• _GIVEN REQUEST_: Copy, character for character, the lines of the records below that run from the line containing "surface in the photo above." through the line containing "x=304, y=55", both lines included.

Start RECORDS FOR THIS TASK

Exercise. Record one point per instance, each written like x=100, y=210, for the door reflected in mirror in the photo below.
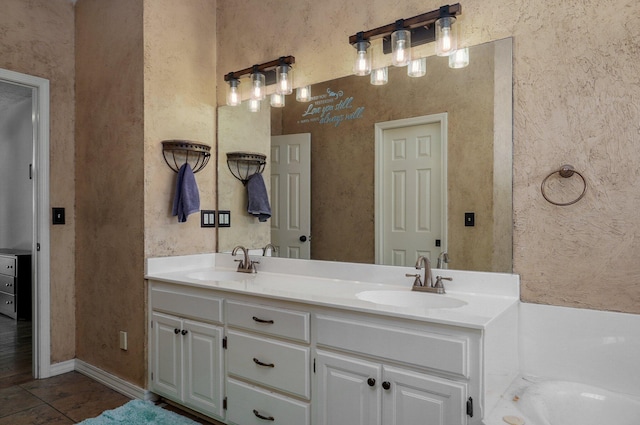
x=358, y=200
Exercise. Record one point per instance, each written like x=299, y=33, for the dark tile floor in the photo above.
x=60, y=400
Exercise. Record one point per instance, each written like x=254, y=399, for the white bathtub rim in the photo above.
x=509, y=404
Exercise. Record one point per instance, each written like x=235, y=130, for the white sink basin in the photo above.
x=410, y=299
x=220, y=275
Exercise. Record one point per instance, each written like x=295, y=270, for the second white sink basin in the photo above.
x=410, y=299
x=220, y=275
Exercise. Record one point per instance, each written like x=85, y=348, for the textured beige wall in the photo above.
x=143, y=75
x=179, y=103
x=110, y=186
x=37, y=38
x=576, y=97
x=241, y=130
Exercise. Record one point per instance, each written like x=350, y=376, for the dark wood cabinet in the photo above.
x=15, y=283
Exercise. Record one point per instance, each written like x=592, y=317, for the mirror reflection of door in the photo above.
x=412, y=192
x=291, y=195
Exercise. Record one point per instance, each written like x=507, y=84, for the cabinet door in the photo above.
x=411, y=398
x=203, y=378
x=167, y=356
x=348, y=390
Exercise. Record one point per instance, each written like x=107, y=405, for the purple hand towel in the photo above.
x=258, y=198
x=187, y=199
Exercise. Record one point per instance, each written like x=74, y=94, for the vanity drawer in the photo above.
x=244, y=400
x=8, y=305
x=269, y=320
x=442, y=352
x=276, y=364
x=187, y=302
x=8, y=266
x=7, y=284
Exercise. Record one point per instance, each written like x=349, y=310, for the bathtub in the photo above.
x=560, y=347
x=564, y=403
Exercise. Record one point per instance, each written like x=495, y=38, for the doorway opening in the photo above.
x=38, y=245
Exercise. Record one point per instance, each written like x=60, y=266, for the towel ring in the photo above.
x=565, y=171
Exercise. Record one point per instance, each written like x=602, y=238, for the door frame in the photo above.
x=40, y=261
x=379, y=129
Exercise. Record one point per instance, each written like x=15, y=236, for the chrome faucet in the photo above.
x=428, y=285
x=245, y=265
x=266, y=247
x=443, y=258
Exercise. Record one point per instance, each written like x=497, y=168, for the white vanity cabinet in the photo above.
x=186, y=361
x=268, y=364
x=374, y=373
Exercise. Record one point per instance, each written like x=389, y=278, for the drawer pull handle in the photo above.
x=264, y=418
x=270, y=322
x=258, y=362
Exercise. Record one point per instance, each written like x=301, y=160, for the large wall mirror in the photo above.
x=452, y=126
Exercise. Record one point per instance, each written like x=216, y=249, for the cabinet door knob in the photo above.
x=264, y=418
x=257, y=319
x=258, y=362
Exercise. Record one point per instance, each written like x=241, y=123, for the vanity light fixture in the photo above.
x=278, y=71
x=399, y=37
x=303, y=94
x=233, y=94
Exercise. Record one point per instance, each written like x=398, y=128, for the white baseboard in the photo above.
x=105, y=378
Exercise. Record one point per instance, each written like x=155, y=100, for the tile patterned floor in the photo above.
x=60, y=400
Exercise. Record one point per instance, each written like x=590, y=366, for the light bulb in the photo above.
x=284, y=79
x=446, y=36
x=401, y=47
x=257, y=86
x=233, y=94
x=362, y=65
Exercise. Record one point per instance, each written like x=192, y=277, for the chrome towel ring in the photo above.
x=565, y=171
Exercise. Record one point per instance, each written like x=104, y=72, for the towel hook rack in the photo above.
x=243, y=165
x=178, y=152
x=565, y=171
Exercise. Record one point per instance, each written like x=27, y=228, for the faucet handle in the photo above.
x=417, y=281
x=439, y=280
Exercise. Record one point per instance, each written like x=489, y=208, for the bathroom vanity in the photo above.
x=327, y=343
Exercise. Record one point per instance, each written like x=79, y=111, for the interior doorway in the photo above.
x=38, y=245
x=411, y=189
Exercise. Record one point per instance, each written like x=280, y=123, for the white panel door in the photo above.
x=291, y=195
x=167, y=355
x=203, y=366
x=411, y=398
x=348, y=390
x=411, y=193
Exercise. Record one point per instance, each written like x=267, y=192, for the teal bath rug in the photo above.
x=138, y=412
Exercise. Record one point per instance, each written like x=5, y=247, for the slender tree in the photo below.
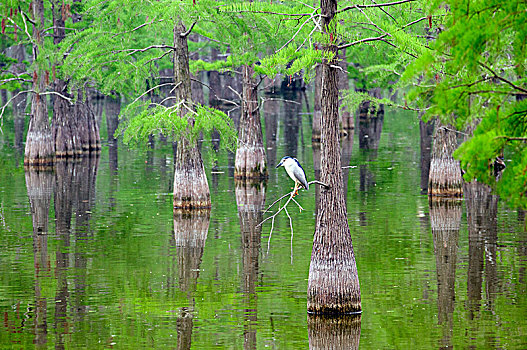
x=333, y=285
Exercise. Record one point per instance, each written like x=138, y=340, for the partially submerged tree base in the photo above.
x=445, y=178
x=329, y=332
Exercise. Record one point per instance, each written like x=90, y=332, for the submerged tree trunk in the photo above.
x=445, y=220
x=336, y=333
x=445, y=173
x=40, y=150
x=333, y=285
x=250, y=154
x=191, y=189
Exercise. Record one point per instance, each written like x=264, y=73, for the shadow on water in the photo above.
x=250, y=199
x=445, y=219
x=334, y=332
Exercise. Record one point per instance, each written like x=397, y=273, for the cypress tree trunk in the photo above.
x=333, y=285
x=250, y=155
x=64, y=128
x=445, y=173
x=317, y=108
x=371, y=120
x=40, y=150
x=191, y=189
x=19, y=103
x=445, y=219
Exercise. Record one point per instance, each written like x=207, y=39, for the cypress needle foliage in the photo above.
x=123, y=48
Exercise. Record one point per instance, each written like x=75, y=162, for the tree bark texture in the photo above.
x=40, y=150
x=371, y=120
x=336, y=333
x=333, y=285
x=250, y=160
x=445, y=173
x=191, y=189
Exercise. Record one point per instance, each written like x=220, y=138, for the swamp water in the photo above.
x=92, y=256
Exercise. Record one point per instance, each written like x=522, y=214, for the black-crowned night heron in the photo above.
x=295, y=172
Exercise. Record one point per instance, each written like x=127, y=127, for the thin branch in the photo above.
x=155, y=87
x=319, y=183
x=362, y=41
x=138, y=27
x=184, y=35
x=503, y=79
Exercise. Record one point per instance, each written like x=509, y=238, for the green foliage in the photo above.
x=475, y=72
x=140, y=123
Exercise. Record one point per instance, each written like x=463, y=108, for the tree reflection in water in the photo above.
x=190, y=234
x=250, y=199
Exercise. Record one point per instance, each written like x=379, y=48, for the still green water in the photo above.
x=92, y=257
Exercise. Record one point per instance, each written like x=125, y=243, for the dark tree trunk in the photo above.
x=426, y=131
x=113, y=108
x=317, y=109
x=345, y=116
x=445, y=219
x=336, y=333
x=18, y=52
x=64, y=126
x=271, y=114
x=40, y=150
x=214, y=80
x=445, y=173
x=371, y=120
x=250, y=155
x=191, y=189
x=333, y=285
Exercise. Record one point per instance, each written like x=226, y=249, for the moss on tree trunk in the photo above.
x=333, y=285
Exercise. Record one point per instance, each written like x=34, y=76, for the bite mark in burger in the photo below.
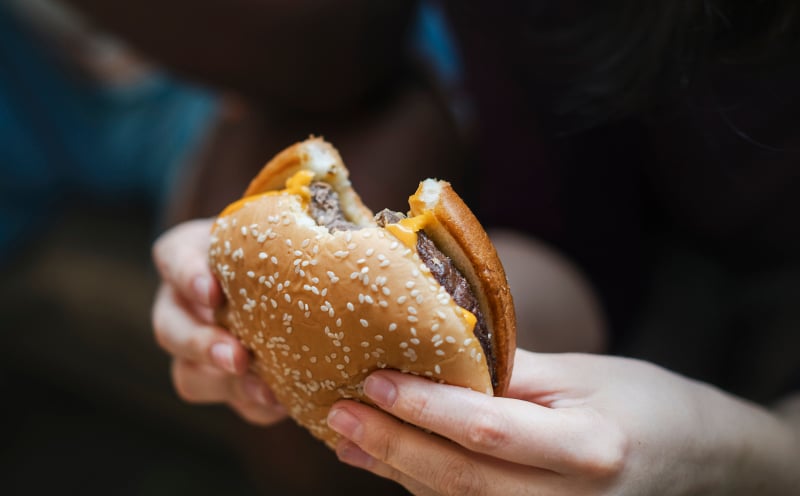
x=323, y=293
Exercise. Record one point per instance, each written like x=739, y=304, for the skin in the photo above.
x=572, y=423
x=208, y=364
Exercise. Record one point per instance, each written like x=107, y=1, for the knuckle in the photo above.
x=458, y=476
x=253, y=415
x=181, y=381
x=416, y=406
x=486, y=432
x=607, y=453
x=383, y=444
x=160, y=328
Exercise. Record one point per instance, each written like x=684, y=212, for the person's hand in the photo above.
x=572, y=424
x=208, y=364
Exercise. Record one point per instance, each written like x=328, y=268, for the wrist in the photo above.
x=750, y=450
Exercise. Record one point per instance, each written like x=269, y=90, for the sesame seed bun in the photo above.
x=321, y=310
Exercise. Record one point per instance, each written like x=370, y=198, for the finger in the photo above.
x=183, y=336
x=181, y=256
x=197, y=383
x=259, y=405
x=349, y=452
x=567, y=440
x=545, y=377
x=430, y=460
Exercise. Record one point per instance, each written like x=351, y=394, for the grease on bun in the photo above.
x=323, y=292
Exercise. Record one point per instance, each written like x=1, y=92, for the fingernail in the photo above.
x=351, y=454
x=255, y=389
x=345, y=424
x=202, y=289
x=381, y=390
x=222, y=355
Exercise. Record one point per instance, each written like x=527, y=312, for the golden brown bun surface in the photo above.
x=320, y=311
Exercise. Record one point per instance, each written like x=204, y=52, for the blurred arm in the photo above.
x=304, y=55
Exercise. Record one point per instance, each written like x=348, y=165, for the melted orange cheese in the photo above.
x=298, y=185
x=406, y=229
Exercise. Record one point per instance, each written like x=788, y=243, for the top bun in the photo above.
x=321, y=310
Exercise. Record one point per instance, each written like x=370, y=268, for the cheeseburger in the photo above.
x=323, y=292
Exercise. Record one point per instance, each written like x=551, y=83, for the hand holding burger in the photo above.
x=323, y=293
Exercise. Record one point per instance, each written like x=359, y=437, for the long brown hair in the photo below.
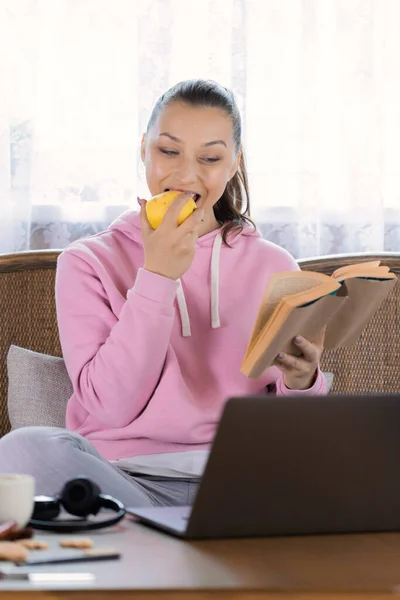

End RECORDS FOR THIS TASK

• _OUTPUT OF THE EXERCISE_:
Exercise. Record one point per instance, each written like x=527, y=312, for the golden brown bun surface in the photo above.
x=320, y=311
Exercise. Record one point per instance, each written like x=204, y=52, for the blurred arm in the photo above.
x=304, y=55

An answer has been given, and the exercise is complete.